**Instruction**
Locate every line in the items below that contains the word "tall", and copy each of those lines in full.

━━ Data ━━

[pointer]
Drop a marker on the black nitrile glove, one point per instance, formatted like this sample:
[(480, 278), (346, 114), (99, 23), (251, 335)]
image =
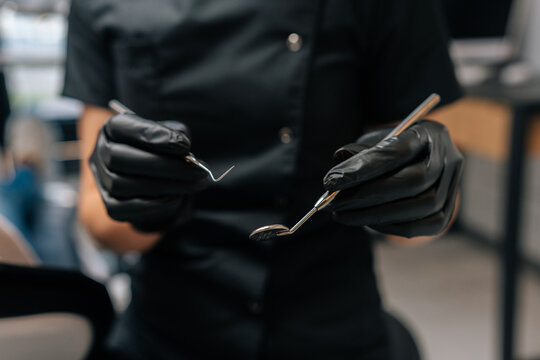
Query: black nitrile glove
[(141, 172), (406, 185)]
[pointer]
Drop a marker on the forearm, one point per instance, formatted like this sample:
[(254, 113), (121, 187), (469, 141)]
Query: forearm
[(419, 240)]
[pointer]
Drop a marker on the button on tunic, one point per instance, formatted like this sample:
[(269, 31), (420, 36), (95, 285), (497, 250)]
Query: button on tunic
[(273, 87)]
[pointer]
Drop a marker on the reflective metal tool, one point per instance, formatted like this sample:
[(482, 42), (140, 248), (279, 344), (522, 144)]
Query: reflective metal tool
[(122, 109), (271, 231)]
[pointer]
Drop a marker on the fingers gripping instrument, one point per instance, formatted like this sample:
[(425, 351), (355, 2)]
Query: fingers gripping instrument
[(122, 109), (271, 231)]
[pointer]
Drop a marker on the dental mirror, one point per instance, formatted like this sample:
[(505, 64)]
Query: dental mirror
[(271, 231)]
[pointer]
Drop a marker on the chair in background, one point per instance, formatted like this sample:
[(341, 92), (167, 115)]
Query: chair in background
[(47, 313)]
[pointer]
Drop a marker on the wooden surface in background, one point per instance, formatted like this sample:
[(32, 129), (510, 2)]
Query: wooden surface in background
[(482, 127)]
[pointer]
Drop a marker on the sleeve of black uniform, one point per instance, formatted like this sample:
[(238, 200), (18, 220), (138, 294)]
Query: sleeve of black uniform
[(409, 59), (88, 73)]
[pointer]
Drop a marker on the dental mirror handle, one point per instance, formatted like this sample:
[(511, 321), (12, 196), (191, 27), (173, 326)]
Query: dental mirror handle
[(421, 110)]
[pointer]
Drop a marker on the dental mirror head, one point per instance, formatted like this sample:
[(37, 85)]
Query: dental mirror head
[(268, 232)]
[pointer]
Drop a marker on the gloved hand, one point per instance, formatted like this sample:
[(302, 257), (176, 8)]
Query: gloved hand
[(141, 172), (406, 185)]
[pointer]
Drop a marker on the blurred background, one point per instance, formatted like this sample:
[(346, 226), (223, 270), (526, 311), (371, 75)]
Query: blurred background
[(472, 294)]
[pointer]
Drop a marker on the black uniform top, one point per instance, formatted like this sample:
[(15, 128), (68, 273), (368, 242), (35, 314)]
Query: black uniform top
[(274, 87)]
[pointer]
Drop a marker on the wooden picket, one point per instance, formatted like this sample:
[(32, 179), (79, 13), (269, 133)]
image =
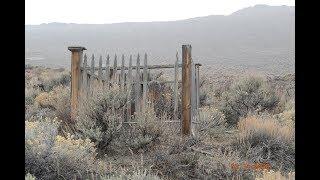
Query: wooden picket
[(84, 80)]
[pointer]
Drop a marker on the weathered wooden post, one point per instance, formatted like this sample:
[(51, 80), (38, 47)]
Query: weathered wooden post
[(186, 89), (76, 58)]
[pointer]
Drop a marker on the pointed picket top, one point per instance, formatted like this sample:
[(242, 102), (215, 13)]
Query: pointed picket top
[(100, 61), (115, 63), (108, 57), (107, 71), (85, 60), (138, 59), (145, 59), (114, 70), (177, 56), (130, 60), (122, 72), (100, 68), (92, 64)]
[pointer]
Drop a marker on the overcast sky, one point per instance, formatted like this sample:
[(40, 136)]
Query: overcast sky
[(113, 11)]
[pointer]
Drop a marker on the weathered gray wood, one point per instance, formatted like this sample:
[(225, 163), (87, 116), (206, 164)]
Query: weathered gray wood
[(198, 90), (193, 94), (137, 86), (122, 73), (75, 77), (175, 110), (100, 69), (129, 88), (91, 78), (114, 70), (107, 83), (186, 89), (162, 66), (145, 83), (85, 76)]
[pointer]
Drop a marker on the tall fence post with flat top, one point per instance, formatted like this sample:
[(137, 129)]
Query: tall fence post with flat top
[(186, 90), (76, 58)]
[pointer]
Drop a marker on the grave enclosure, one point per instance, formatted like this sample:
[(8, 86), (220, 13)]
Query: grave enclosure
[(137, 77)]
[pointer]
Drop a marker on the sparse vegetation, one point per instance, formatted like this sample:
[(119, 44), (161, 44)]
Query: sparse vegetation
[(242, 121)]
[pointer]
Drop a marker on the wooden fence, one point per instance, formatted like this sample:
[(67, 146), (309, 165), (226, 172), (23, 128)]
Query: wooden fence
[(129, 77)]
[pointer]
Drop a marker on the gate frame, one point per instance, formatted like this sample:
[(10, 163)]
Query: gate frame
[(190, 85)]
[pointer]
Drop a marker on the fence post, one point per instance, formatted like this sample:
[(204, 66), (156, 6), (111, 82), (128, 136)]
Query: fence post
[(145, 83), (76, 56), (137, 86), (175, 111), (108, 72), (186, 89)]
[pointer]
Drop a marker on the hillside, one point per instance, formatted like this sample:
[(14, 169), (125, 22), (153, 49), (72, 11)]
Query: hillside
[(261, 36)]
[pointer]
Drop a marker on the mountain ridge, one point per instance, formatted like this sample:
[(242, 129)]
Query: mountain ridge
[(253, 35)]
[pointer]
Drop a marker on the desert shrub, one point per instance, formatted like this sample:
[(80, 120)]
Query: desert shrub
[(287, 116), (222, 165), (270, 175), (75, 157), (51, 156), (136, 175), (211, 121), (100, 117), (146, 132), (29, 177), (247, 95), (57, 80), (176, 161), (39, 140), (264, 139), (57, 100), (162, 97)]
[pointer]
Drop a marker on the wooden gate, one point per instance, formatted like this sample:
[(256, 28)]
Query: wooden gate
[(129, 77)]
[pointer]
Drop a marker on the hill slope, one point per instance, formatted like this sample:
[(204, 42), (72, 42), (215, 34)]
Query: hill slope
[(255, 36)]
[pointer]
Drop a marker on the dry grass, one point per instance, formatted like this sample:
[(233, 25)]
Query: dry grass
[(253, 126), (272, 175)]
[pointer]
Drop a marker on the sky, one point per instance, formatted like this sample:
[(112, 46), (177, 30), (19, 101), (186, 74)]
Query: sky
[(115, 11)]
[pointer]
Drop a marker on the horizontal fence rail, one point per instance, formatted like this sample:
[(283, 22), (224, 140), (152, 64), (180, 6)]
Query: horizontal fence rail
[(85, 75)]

━━━
━━ Data ━━

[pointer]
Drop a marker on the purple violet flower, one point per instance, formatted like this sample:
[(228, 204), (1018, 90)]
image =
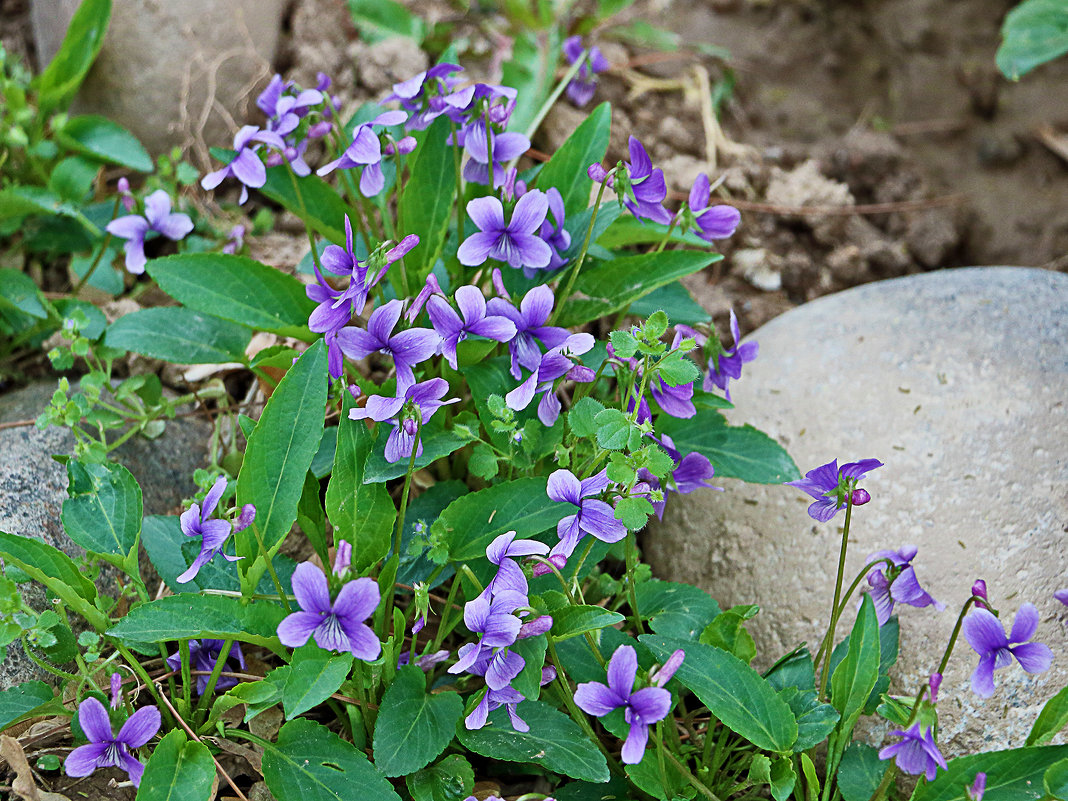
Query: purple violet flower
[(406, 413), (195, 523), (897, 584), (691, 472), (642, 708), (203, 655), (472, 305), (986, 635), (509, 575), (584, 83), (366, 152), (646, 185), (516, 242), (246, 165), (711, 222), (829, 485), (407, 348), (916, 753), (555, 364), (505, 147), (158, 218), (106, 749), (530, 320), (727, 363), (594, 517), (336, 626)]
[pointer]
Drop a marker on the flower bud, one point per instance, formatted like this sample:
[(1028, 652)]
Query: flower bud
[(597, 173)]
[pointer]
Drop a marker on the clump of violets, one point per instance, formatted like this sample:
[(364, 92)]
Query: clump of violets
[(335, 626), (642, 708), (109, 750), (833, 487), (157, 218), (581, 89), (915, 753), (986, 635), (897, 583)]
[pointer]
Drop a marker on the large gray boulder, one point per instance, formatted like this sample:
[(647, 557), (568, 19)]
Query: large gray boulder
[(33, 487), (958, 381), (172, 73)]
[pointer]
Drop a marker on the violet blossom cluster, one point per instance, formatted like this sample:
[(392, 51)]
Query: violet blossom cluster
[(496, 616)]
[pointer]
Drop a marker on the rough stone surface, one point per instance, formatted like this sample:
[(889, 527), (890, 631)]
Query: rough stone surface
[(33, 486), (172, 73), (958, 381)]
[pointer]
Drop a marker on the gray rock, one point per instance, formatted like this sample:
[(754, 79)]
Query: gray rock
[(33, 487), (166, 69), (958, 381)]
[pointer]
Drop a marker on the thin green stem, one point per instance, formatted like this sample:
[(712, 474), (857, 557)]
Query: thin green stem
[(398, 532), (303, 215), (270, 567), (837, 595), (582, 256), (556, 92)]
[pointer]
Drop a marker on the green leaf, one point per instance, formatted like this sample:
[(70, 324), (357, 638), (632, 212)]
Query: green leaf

━━━

**Answer for this exercise**
Drop a marker on the tall fence post with flat top, one point per instance, formatted like this sample:
Query: tall fence post with flat top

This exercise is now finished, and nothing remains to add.